» **Natural-language object grounding data**
◆ ◆ ◆ ◆ ◆ ◆ ◆

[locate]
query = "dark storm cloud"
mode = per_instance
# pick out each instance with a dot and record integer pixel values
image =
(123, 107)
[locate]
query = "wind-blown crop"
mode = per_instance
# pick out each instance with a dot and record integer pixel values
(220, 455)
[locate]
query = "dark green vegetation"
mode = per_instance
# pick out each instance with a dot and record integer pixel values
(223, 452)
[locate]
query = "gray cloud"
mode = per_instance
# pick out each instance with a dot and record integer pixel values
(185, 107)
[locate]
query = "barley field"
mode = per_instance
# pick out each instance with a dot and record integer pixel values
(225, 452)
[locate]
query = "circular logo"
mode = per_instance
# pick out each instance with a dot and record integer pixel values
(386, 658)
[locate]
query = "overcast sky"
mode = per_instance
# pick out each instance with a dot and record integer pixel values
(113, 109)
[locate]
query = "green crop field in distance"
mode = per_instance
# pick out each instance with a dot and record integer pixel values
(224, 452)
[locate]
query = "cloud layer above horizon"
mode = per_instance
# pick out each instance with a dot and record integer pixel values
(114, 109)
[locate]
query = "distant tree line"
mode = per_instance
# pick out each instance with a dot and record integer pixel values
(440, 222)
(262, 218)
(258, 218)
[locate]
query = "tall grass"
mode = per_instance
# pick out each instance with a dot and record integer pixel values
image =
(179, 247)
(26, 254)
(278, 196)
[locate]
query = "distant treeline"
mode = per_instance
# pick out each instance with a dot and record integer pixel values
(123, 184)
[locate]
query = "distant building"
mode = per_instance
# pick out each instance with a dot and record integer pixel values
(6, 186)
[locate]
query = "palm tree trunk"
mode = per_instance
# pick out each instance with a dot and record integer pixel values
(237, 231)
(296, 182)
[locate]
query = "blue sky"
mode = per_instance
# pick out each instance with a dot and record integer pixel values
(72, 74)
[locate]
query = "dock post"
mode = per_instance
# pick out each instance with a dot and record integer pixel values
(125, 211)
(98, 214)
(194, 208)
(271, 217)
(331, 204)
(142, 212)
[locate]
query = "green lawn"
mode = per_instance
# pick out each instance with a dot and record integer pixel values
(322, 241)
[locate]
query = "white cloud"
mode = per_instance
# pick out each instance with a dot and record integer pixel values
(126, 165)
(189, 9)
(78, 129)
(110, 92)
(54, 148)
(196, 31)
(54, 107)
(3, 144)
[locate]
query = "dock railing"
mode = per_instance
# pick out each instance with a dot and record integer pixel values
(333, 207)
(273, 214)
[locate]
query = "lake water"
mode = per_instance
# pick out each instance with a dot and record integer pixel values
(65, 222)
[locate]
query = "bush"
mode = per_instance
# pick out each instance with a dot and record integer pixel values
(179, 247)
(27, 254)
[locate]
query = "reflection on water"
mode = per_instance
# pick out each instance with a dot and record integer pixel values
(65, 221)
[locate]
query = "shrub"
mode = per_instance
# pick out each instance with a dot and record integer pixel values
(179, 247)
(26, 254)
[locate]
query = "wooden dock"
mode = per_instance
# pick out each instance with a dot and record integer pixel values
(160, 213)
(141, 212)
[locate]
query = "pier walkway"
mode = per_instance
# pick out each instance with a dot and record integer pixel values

◆ ◆ ◆ ◆ ◆ ◆ ◆

» **Task prompt**
Copy each line above where the string "green" occurs.

» **Exercise response**
query = "dark green vegetation"
query = "green crop field in distance"
query = "green lawn"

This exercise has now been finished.